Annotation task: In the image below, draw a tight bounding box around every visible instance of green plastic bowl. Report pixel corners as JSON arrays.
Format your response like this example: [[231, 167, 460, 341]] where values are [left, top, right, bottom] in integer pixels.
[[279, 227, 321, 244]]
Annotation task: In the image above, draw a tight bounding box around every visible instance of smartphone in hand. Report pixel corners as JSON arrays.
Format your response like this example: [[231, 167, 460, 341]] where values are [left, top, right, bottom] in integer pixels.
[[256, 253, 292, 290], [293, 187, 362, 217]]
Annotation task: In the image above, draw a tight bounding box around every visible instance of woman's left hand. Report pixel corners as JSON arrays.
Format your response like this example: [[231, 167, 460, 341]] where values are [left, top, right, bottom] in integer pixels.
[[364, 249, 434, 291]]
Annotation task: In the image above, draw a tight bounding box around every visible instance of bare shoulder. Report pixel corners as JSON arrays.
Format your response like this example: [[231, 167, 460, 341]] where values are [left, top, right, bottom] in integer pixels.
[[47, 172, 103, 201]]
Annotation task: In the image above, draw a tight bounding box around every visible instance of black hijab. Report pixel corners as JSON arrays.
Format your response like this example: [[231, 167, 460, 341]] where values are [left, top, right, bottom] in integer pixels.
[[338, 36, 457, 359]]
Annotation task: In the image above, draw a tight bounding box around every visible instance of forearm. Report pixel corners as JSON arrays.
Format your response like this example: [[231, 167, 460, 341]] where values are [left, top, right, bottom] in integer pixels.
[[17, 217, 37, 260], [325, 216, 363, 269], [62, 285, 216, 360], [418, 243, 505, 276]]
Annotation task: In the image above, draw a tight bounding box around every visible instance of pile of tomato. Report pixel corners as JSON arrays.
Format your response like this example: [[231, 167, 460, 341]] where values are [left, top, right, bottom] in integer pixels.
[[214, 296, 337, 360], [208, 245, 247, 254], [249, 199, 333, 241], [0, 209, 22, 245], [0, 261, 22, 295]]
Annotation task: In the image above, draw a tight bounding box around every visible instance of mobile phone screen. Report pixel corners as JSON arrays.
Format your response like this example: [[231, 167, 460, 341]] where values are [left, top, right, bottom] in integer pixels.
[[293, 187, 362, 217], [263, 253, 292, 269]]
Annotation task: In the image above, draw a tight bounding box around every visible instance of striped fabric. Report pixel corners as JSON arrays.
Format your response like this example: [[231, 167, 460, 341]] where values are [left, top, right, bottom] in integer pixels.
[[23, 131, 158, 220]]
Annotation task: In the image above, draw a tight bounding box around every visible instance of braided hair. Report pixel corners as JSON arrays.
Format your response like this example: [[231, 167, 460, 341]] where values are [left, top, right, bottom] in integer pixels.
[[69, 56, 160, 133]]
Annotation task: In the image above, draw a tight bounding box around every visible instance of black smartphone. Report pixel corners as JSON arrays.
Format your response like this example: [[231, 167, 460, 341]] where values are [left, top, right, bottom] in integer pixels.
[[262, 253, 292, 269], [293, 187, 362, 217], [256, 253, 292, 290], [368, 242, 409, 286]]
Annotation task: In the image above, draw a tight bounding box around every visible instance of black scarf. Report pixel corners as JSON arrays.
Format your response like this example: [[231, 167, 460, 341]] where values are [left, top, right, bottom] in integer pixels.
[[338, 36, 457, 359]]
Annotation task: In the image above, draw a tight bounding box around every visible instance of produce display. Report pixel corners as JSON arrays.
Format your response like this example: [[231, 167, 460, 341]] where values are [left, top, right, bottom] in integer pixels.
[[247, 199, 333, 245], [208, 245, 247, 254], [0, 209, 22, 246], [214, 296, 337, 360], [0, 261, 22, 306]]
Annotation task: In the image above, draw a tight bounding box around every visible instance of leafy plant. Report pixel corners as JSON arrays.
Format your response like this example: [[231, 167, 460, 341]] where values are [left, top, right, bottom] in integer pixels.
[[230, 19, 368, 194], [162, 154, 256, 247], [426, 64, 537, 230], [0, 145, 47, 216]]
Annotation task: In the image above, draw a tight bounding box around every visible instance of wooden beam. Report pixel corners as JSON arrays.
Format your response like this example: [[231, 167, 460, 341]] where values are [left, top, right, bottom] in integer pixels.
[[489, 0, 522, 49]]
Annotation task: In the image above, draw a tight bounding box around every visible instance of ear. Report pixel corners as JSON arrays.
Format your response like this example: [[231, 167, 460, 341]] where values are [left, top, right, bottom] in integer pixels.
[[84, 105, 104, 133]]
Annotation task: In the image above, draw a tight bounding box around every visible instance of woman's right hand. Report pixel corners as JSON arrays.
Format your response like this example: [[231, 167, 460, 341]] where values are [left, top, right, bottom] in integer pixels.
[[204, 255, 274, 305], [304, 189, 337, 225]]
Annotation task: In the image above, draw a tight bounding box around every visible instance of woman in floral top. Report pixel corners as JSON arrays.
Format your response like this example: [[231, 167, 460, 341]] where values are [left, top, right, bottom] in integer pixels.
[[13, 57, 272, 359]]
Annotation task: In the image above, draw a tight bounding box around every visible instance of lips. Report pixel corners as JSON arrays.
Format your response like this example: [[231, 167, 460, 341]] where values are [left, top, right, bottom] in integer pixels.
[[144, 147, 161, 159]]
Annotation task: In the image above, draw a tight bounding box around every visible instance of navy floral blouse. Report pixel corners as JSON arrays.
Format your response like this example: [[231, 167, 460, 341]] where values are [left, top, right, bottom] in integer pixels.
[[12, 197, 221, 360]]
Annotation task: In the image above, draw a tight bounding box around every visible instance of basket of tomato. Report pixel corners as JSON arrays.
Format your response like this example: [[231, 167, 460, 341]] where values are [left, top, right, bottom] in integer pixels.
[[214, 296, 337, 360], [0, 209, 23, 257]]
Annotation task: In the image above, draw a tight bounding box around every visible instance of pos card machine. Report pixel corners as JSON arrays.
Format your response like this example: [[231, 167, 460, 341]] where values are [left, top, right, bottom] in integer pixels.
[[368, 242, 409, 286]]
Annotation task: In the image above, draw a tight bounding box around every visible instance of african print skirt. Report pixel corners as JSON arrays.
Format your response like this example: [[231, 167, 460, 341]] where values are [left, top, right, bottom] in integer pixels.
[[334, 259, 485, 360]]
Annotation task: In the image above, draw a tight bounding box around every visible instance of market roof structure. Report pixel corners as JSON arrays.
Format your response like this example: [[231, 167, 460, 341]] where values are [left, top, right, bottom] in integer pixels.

☆ ☆ ☆

§ Direction
Please quote all of the records above word for word.

§ Answer for this exercise
Annotation task: In the image below, draw a tight bounding box around every visible instance of green plastic bowl. Report pixel corners as JSON arrays.
Format your response like this example: [[231, 167, 460, 341]] where values are [left, top, right, bottom] in integer pixels.
[[279, 227, 321, 244]]
Annotation task: In the image above, draw a tight bounding box around every visible instance of smartphone in hand. Report pixel corners as JSON arrays.
Format your response like this example: [[231, 167, 460, 341]] where values are [left, top, right, bottom] in integer pixels.
[[256, 253, 292, 290], [293, 187, 362, 217]]
Annotation task: In the image above, draw a tight bounding box around every visible instance of woman's left hand. Report pixel corners as JSON arrays.
Format your response like this example: [[231, 167, 460, 341]] where values are [left, top, right, bottom] in integer pixels.
[[364, 249, 434, 291]]
Annotation task: In the image above, draw a tight bounding box around every visible instance of bare shoulder. Report pixel corners as JSON arrays.
Format your response like this example: [[231, 167, 460, 341]] where values are [left, top, right, bottom] in integer pixels.
[[47, 172, 103, 201]]
Annotation task: In the image above, draw a tight bounding box around every visible instance of black hijab. Report pixel corners as JSON arrays.
Format your response like this example: [[231, 167, 460, 341]] where values are [left, top, right, bottom] in integer pixels.
[[338, 36, 457, 359]]
Annotation task: In the image above, draw a tight bounding box around every visible instance of forearm. Report pixel corners as JSON arrays.
Format your response like this example: [[231, 167, 460, 341]] where values are [left, top, right, bottom] in integer pixels.
[[17, 217, 37, 260], [325, 216, 363, 269], [62, 285, 216, 360], [418, 243, 505, 276]]
Annotation task: In the image above, draw a tight bounding box around every visible instance of pile of tomato. Report pixel corners as JSON arrays.
Format your response like this example: [[231, 167, 460, 341]] where values are [left, top, right, bottom] in integer pixels.
[[214, 296, 337, 360], [208, 245, 247, 254], [249, 199, 333, 241], [0, 209, 22, 245], [0, 261, 22, 295]]
Annotation task: In the image above, draw a tight bounding box around every visible instance of mobile phone screen. Report pixel corners as JSON arrays.
Format your response like this example: [[231, 167, 460, 341]] where values are [left, top, right, bottom] in integer pixels.
[[293, 187, 362, 217], [263, 253, 292, 269]]
Annotation task: In the image above, draw a tight bounding box around every visible instance of striped fabric. Report pixel corners as JSON arrays.
Format your response like this example: [[231, 167, 460, 341]] where values are [left, top, right, bottom] in integer pixels.
[[23, 131, 158, 220]]
Annotation task: In the image above, draw a tight bounding box around every visible instance of braided hair. Report pixel corners as JSON arrays.
Format your response like this example: [[231, 167, 460, 341]] where values are [left, top, right, bottom] in integer pixels.
[[69, 56, 160, 133]]
Annotation task: In the image above, draw a tight bounding box around every visible instance of black smartphone. Report pixel corners as JSON arrays.
Format your response like this example: [[231, 167, 460, 341]] where values are [left, top, right, bottom] in integer pixels.
[[262, 253, 292, 269], [293, 187, 362, 217], [256, 253, 292, 290], [368, 242, 409, 286]]
Annotation task: In the image above, draw a tight bounding box around every visible instance of black scarf. Report pixel corners as JSON arrays.
Format your response like this example: [[231, 167, 460, 341]] where values are [left, top, right, bottom] in integer pixels.
[[338, 36, 457, 359]]
Annotation task: In the image above, draw a tight bounding box around every visible instance of produce display. Report pixel corners as JSON arrays.
Format your response like this example: [[231, 167, 460, 341]] where values are [left, top, right, bottom] in integer pixels.
[[247, 199, 333, 245], [208, 245, 247, 254], [0, 209, 22, 246], [214, 296, 337, 360], [0, 261, 22, 306]]
Annotation task: In the image above, draw a tight bounding box around every visible instance of leafy plant. Report pixel corners as JSON arrays.
Format your response like this example: [[231, 167, 460, 341]] where values are [left, top, right, bottom] in integer pixels.
[[230, 19, 368, 194], [162, 154, 256, 247], [426, 64, 537, 230], [0, 145, 47, 216]]
Annotation task: In the image above, draw a tight bounding box around every visible instance of wooden beam. Report pixel corners as JSON arrays.
Format your response like this example: [[231, 167, 460, 341]] where values are [left, top, right, bottom] in integer pixels.
[[489, 0, 522, 49]]
Annotation task: In the image above, draw a tight bounding box around every visible instance of ear. Report pixel corners as JSON arrays.
Format your response like this example: [[231, 167, 460, 341]] where values are [left, top, right, bottom] in integer pixels.
[[84, 105, 104, 133]]
Annotation task: In the image above, draw a tight bounding box around every visible instance of woman's right hand. Report pixel corners as JSON arrays.
Format your response like this example: [[231, 167, 460, 341]] where values are [left, top, right, bottom] in integer pixels.
[[204, 255, 274, 305], [304, 189, 337, 225]]
Annotation task: In the image above, draw a tight bounding box around every visible instance of woman in floral top. Report pixel corners as JSON arrays.
Format your response like this example: [[231, 167, 460, 341]] where values are [left, top, right, bottom] in integer pixels.
[[13, 57, 272, 359]]
Annotation task: In the image above, draw a tight bounding box around every visible instance of lips. Report pixel corners as JSON arrays.
Format your response like this example: [[231, 167, 460, 341]] where values are [left, top, right, bottom] in integer pixels.
[[144, 147, 161, 159]]
Annotation task: In the image above, draw a tight bounding box around every visible instance of navy floral blouse. Report pixel corners as JSON arrays.
Format your response like this example: [[231, 167, 460, 341]] where values are [left, top, right, bottom] in integer pixels.
[[12, 197, 221, 360]]
Annotation task: In the image above, draw a tight bounding box around every visible instance of basket of tomato. Report pixel corners as JSON arrays.
Format your response like this example: [[231, 167, 460, 341]] where values are [left, top, right, bottom] in integer pixels.
[[214, 296, 337, 360], [0, 209, 23, 257]]
Annotation task: In the image above, draw a tight bounding box around every visible instance of pos card machine. Report pixel corners as JSON arrays.
Format your response like this example: [[231, 167, 460, 341]] where values are [left, top, right, bottom] in integer pixels.
[[368, 242, 409, 286]]
Annotation task: In the image above, draw a tight bounding box around every visible instance of african print skirt. Report pixel corners as JSON arrays.
Format your response like this example: [[231, 167, 460, 341]] where values are [left, top, right, bottom] in integer pixels.
[[334, 259, 485, 360]]
Annotation task: In the image above, draw a tight bounding box around every visible instance of market roof structure. Report pixel corners as JSON arrays.
Format your response like this example: [[231, 167, 460, 341]] where values are [left, top, right, bottom] in integer pixels.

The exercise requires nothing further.